Urban Myths is a British biographical comedy drama television series first aired on 19 January 2017 on the Sky Arts. Each episode featured an anecdote surrounding popular culture loosely based on a true story, ranging from Muhammad Ali talking a man down from a ledge to Bob Dylan turning up on a stranger's doorstep in London. A second series was announced featuring The Sex Pistols and Salvador Dalí, which began airing on 12 April 2018.

The series was most notable for a controversy surrounding the casting of Joseph Fiennes in the role of Michael Jackson, an episode that was pulled from transmission.

Episodes

Series 1 (2017)

Series 2 (2018)

Series 3 (2019)

Series 4 (2020)

Reception 
Although stories surrounding the pulled episode overshadowed the rest of the series, the aired episodes attracted a positive response. In particular the opening episode, featuring Eddie Marsan as Bob Dylan, was described in approving newspaper reviews as "charming and hilarious", "short, charming and light-hearted" and "different and pleasing".
The series drew over 600,000 viewers and charted in the top three programmes for Sky Arts each week it aired, save for the episode "Cary Grant and Timothy Leary", which came seventh, largely due to broadcasts of the programme Portrait Artist of the Year.

(Entries from a pointing dataset)
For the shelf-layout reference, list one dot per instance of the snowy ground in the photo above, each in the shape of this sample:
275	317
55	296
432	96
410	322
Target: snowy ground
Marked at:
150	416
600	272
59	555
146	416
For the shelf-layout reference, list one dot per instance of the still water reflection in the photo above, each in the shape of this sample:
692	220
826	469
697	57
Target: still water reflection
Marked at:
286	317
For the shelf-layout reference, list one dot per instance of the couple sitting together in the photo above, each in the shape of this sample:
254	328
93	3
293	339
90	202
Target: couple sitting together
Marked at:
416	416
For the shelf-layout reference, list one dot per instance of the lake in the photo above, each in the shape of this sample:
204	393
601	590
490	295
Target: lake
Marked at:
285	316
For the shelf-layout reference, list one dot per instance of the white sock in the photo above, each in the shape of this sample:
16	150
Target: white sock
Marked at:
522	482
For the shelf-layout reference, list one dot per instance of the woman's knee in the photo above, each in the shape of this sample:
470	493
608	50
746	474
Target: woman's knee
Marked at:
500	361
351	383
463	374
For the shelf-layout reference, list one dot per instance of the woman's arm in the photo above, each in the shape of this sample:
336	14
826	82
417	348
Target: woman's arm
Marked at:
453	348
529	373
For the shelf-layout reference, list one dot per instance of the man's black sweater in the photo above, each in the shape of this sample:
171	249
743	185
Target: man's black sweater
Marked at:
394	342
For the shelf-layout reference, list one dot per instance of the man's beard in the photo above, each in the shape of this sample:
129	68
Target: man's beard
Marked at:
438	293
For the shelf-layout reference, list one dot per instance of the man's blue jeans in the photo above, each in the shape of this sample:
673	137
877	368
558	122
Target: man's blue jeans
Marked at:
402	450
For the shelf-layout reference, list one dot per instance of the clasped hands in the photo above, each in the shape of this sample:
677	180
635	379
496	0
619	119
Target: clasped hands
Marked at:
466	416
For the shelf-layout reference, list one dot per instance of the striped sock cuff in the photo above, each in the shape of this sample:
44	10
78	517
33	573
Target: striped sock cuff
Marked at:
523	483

INSTRUCTION 1: List every phrase the Urban Myths article quotes from newspaper reviews of the opening episode.
INSTRUCTION 2: Write the next part of the Urban Myths article, picking up after its sentence about viewing figures.

RESULT 1:
"charming and hilarious"
"short, charming and light-hearted"
"different and pleasing"

RESULT 2:
Controversy 
After it was revealed that Joseph Fiennes was to portray Michael Jackson in the series, several members of Jacksons' family objected, including his daughter, Paris Jackson, who wrote on Twitter, "I'm so incredibly offended by it, as i'm sure plenty of people are as well, and it honestly makes me want to vomit." The tweet was later deleted. After widespread criticism following the release of the series trailer, the episode was pulled from broadcast indefinitely.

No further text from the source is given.